* Study questions *
1. Translate into French the following sentence from the preface on the evolution of love: "My work is intended to be first and foremost a monograph on the emotional life of the human race."
2. Transcribe the lines of the listing without alteration, beginning at its very first line and stopping after the line that contains "rough mask: <svg".

* Reading passage *
------------------------

I have availed myself of historical facts to demonstrate that what
psychology has shown to be the necessary phases of the evolution of
love, have actually existed in historical time and characterised a whole
period of civilisation. The history of civilisation is an end in itself
only in the chapter entitled "The Birth of Europe."
My work is intended to be first and foremost a monograph on the
emotional life of the human race. I am prepared to meet rather with
rejection than with approval. Neither the historian nor the psychologist
will be pleased. Moreover, I am well aware that my standpoint is
hopelessly "old-fashioned." To-day nearly all the world is content to
look upon the sexual impulse as the source of all erotic emotion and to
regard love as nothing more nor less than its most exquisite radiation.
My book, on the contrary, endeavours to establish its complete
independence of sexuality.
My contention that so powerful an emotion as love should have come into
existence in historical, not very remote times, will seem very strange;
for, all outward profession of faith in evolution notwithstanding, men
are still inclined to take the unchangeableness of human nature for
granted.
The facts on which I have based my arguments are well known, but my
deductions are new; it is not for me to decide whether they are right or
wrong. In the first (introductory) part I have made use of works already
in existence, in addition to Plato and the poets, but the second and
third parts are founded almost entirely on original research.
E.L.
CONTENTS
PAGE
PREFACE 5
TRANSLATOR'S INTRODUCTION 9
FIRST STAGE: THE SEXUAL INSTINCT 21
SECOND STAGE: LOVE
CHAPTER
I. THE BIRTH OF EUROPE 39
II. THE DEIFICATION OF WOMAN (FIRST FORM OF
METAPHYSICAL EROTICISM):--(_a_) The Love of the Troubadours;
(_b_) The Queen of Heaven; (_c_) Dante and Goethe;
(_d_) Michel Angelo 115
III. PERVERSIONS OF METAPHYSICAL EROTICISM:--
(_a_) The Brides of Christ; (_b_) Sexual Mystics 217
THIRD STAGE: THE BLENDING OF SEXUALITY AND LOVE
I. THE LONGING FOR THE SYNTHESIS 231
II. THE LOVE-DEATH (SECOND FORM OF METAPHYSICAL EROTICISM) 251
III. THE CONFLICT BETWEEN SEXUALITY AND LOVE.--THE SEEKER
OF LOVE AND THE SLAVE OF LOVE 266
IV. THE REVENGE OF SEXUALITY.--THE DEMONIACAL AND THE OBSCENE 275
CONCLUSION: THE PSYCHOGENETIC LAW.--THE INDIVIDUAL AS AN
EPITOME OF THE HUMAN RACE 284
TRANSLATOR'S INTRODUCTION
Since the triumphant days of the Mechanists some twenty-five years ago,
the wedge of Pragmatism--a useful tool to be used and discarded--has
been driven between materialism and idealism, and it appears that the
whole tendency of philosophy is now in the latter direction. Even in
England the influence of Bergson has led modern thought away from the
pure materialism of the monists, and it seems probable that Benedetto
Croce's _Philosophy of the Spirit_ will carry the movement a step nearer
towards the idealistic concept of reality. And among the latest signs of
the new tendency must be counted the brilliant work of Emil Lucka, the
young Austrian "poet-philosopher," whose conception of the development
of love must rank with the most daring speculations in recent
psychology.

------------------------

(Records from a data source)
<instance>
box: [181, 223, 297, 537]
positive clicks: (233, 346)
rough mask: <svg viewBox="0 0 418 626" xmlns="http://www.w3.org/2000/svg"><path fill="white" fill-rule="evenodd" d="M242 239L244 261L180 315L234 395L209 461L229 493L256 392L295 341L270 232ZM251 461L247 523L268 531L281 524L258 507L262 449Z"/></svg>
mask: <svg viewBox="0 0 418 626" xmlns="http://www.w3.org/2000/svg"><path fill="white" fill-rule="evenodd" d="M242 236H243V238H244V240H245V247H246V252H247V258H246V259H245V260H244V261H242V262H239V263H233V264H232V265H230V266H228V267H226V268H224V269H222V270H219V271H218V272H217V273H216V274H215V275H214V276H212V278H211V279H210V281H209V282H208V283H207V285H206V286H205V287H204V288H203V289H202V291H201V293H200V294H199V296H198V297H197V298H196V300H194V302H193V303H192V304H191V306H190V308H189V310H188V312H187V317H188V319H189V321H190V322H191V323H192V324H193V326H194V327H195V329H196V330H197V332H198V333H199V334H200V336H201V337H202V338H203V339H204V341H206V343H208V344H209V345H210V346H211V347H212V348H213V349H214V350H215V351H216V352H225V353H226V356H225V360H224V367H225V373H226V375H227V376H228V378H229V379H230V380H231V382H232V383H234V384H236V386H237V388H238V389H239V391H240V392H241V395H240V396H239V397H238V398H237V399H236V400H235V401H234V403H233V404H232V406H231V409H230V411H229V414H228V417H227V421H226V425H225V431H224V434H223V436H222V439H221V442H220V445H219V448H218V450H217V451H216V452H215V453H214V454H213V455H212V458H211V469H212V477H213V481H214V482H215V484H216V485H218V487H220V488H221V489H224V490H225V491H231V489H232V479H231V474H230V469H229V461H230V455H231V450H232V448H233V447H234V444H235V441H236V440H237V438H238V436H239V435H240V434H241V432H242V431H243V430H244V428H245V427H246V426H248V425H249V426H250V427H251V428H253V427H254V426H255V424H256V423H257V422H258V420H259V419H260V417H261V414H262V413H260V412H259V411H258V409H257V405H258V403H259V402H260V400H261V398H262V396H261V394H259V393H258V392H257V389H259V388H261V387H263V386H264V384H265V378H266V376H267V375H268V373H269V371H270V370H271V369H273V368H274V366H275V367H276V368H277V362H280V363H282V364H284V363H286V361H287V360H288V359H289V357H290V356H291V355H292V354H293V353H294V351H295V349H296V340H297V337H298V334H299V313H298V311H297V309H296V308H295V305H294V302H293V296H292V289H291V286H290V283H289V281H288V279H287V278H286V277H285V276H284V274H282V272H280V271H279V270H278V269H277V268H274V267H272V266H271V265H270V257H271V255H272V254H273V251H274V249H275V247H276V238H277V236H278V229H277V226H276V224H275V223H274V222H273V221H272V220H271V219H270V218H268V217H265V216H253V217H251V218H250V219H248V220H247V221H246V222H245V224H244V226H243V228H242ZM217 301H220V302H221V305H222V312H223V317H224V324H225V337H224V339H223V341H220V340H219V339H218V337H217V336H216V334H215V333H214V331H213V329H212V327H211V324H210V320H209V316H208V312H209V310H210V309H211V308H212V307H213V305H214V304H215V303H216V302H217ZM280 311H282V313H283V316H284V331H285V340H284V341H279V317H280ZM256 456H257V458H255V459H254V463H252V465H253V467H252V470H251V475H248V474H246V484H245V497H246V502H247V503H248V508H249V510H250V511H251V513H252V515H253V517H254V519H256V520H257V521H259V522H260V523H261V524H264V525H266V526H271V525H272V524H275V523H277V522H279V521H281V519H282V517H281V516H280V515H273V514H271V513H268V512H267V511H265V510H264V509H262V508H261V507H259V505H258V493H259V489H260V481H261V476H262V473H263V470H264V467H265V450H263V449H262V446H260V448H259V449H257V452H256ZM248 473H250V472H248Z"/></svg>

------------------------

* Solutions to each task *
1. Mon ouvrage se veut avant tout une monographie sur la vie émotionnelle du genre humain.

2.
<instance>
box: [181, 223, 297, 537]
positive clicks: (233, 346)
rough mask: <svg viewBox="0 0 418 626" xmlns="http://www.w3.org/2000/svg"><path fill="white" fill-rule="evenodd" d="M242 239L244 261L180 315L234 395L209 461L229 493L256 392L295 341L270 232ZM251 461L247 523L268 531L281 524L258 507L262 449Z"/></svg>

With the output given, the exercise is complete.